[WORK TO DO] Copy the rows verbatim, starting at the line with "Where can you find the nude" and ending with the line with "(1057, 772)", both included.

[Location annotation dataset excerpts]
= = = = = = =
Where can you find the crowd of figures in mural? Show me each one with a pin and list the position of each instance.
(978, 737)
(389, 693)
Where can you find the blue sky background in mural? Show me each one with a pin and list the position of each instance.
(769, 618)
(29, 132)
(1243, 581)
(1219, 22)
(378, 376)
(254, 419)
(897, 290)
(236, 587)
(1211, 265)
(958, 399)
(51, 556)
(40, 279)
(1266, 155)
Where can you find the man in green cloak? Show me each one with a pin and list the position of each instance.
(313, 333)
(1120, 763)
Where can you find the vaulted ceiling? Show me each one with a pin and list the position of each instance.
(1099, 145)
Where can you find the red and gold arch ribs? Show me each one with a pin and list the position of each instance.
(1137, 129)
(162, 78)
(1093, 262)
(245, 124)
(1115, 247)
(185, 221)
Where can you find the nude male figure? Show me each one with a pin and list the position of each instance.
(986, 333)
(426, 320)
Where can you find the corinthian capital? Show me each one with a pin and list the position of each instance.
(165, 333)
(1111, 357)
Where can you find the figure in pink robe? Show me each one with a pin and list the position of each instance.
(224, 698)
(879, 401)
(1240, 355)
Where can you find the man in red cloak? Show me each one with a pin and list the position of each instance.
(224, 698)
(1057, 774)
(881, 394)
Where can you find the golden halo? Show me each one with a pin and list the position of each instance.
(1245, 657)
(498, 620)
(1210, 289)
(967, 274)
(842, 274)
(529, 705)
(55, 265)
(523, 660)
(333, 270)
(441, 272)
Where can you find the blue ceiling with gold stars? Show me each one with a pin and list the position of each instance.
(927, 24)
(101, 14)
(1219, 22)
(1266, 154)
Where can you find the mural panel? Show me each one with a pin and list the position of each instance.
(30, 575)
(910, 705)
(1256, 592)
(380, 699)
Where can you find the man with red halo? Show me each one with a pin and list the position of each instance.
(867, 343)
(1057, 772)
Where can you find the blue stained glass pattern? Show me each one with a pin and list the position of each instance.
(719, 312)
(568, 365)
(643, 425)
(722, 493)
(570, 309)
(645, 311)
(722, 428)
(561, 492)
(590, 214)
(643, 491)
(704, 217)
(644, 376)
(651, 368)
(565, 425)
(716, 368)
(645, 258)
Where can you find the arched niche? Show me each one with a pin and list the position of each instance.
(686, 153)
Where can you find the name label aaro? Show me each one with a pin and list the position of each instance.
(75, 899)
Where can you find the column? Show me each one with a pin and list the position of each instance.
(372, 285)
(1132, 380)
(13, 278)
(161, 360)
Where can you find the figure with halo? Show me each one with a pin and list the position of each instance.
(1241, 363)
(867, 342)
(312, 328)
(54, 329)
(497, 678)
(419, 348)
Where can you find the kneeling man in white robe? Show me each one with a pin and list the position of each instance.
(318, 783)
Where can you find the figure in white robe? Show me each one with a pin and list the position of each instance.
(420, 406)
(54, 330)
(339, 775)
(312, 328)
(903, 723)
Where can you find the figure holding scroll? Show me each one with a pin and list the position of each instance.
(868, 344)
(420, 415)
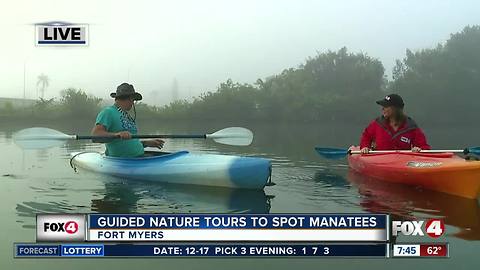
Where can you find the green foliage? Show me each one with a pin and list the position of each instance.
(439, 84)
(329, 86)
(77, 103)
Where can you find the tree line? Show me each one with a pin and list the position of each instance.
(438, 84)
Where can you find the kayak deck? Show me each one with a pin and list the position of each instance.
(444, 172)
(181, 168)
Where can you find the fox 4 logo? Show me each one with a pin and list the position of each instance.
(433, 227)
(69, 227)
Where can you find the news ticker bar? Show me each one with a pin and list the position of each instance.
(407, 250)
(213, 227)
(199, 250)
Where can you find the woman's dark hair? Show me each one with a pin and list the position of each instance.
(123, 97)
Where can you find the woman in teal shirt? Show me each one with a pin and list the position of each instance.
(115, 121)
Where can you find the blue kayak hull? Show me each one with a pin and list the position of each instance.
(182, 168)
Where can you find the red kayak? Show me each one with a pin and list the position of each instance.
(444, 172)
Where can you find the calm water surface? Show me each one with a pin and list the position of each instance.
(42, 181)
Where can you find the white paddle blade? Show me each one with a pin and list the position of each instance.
(233, 136)
(39, 138)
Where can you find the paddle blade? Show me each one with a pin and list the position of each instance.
(331, 153)
(238, 136)
(39, 138)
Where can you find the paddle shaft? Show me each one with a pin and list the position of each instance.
(465, 151)
(200, 136)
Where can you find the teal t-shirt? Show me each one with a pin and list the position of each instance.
(115, 120)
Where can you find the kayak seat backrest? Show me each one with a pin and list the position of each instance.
(432, 155)
(152, 156)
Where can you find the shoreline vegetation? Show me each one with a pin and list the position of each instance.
(440, 85)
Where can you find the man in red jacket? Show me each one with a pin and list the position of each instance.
(393, 130)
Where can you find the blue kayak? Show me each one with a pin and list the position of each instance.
(182, 168)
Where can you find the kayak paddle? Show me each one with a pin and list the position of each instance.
(39, 137)
(335, 153)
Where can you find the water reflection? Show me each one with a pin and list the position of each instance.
(408, 203)
(126, 196)
(144, 197)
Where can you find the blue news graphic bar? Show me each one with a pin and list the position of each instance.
(61, 42)
(199, 250)
(235, 221)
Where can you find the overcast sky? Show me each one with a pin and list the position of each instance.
(202, 42)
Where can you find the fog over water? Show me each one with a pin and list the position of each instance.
(199, 44)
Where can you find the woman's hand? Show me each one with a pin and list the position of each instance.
(154, 143)
(365, 150)
(124, 135)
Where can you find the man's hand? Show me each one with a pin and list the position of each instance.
(124, 135)
(416, 149)
(154, 143)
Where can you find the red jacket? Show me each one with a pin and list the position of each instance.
(379, 135)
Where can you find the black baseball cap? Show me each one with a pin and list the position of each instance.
(392, 100)
(126, 90)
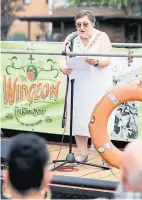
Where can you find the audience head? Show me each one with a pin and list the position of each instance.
(27, 158)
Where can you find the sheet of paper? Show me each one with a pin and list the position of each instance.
(77, 63)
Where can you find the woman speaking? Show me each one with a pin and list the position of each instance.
(90, 85)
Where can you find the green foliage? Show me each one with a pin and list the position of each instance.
(18, 36)
(127, 5)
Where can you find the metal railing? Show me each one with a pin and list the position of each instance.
(117, 45)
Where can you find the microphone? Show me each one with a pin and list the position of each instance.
(70, 42)
(72, 37)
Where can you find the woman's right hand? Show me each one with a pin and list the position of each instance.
(66, 71)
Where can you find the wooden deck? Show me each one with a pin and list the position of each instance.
(83, 171)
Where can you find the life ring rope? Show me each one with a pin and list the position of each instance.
(100, 116)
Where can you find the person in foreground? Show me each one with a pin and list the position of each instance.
(131, 172)
(27, 176)
(91, 84)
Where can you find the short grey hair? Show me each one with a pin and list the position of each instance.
(87, 13)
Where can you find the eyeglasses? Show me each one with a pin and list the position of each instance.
(85, 24)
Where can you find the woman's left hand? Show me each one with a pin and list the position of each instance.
(91, 61)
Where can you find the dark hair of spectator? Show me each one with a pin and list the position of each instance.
(27, 160)
(87, 13)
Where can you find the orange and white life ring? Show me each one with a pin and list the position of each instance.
(100, 116)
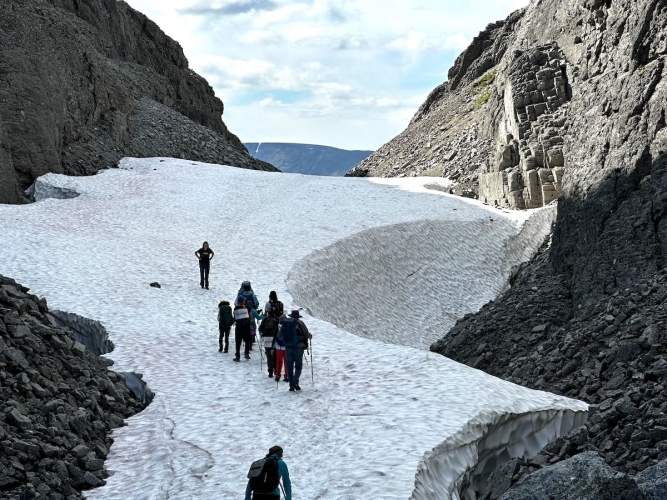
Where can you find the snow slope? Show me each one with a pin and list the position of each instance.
(409, 277)
(376, 410)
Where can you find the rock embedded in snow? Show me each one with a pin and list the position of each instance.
(54, 396)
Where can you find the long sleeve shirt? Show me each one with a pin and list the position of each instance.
(284, 476)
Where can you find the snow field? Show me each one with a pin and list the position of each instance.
(375, 409)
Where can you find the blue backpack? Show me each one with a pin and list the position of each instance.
(290, 332)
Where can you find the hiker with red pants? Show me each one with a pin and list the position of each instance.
(295, 335)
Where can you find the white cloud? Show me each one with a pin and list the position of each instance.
(347, 73)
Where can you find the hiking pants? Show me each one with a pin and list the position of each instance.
(270, 360)
(281, 364)
(224, 337)
(242, 333)
(204, 268)
(294, 363)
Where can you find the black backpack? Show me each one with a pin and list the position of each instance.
(264, 475)
(271, 326)
(277, 309)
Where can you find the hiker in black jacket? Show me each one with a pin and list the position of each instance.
(268, 329)
(205, 255)
(225, 322)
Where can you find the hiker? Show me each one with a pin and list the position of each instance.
(242, 330)
(265, 475)
(243, 318)
(225, 322)
(268, 329)
(274, 307)
(295, 336)
(247, 292)
(254, 315)
(205, 256)
(278, 353)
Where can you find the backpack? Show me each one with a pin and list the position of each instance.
(225, 317)
(270, 328)
(241, 316)
(290, 332)
(277, 308)
(264, 475)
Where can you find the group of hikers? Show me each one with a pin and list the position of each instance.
(284, 338)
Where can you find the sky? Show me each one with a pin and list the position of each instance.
(343, 73)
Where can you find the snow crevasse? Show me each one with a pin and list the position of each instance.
(458, 468)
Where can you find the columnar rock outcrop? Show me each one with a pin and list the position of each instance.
(586, 318)
(527, 170)
(84, 83)
(58, 403)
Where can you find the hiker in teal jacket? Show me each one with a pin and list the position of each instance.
(277, 452)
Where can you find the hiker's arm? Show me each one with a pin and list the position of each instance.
(284, 472)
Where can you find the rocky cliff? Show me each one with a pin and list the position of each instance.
(58, 401)
(587, 317)
(84, 83)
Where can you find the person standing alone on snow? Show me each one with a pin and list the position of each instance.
(205, 256)
(225, 322)
(295, 336)
(265, 475)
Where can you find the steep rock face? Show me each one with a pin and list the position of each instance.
(58, 403)
(453, 132)
(73, 74)
(587, 317)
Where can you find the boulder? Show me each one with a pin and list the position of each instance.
(583, 477)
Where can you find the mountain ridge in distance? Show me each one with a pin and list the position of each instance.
(310, 159)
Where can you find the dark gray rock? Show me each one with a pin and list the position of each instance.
(84, 83)
(653, 482)
(584, 477)
(58, 404)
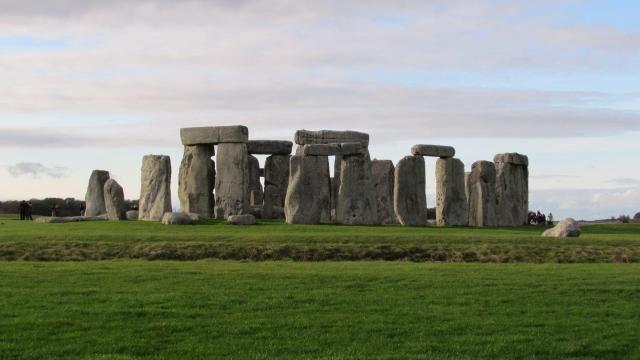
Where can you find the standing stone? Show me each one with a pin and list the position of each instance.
(232, 179)
(256, 194)
(94, 198)
(481, 186)
(114, 201)
(308, 192)
(356, 202)
(196, 180)
(512, 189)
(383, 181)
(155, 194)
(451, 197)
(410, 199)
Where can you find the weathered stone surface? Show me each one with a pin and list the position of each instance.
(213, 135)
(410, 199)
(114, 201)
(433, 150)
(256, 194)
(196, 180)
(305, 137)
(451, 196)
(155, 194)
(232, 179)
(245, 219)
(356, 203)
(565, 228)
(133, 215)
(179, 218)
(94, 199)
(512, 158)
(512, 190)
(269, 147)
(481, 189)
(383, 182)
(308, 193)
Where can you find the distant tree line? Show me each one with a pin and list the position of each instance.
(42, 207)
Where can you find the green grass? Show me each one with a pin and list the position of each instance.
(214, 309)
(273, 240)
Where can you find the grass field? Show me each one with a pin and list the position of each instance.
(273, 240)
(398, 310)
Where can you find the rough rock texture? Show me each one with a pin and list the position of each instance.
(383, 181)
(565, 228)
(451, 196)
(481, 189)
(196, 180)
(213, 135)
(94, 199)
(114, 201)
(246, 219)
(232, 179)
(512, 189)
(155, 194)
(133, 215)
(304, 137)
(356, 203)
(256, 193)
(308, 193)
(410, 200)
(269, 147)
(173, 218)
(276, 180)
(433, 150)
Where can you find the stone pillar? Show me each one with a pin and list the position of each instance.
(356, 202)
(410, 199)
(481, 185)
(451, 197)
(256, 194)
(94, 199)
(232, 179)
(155, 194)
(196, 180)
(512, 189)
(114, 201)
(308, 192)
(383, 181)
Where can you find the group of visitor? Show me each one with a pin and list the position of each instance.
(26, 210)
(538, 218)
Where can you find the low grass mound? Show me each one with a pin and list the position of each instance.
(275, 240)
(286, 310)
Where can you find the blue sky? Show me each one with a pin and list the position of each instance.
(91, 84)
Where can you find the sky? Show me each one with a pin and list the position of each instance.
(97, 85)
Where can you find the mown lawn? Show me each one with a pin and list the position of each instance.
(399, 310)
(275, 240)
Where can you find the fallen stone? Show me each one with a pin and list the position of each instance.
(451, 197)
(305, 137)
(155, 194)
(565, 228)
(410, 200)
(179, 218)
(94, 199)
(356, 203)
(213, 135)
(383, 182)
(308, 192)
(196, 180)
(114, 201)
(269, 147)
(481, 188)
(232, 179)
(245, 219)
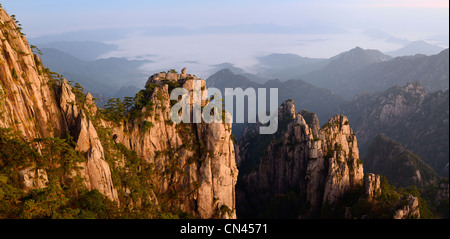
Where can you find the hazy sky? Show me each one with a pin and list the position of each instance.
(393, 16)
(207, 32)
= = = = = = =
[SOLUTION TO THE PROBLEM]
Where can you find the nude male figure? Show me each one with a pin and list the position of each instance.
(986, 333)
(426, 320)
Where can you find the corinthian capital? Show me each one with a pin and list the position of each instance.
(165, 333)
(1111, 357)
Where can you find the figure in pink robe? Show me each one with a pin and list the position of each instance.
(224, 698)
(879, 401)
(1240, 355)
Where can you find the man in red cloak? Show me each one with a pin and list the position of each instance.
(224, 698)
(1057, 774)
(881, 394)
Where can you find the golden halo? Show me each one with a pin and list the position of each instance.
(1245, 657)
(498, 620)
(1210, 289)
(967, 274)
(842, 274)
(529, 705)
(55, 265)
(523, 660)
(333, 270)
(441, 272)
Where can you find the blue ceiling with gold stars? Show me each one with a pin and list the position of each instance.
(927, 24)
(101, 14)
(1219, 22)
(1266, 154)
Where can you find the mural panel? Show me each one with a pin and list the position of each instance.
(30, 575)
(910, 705)
(1256, 592)
(380, 699)
Where can you find the man with red halo? Show me each one with a pin and list the position of each instance.
(867, 343)
(1057, 772)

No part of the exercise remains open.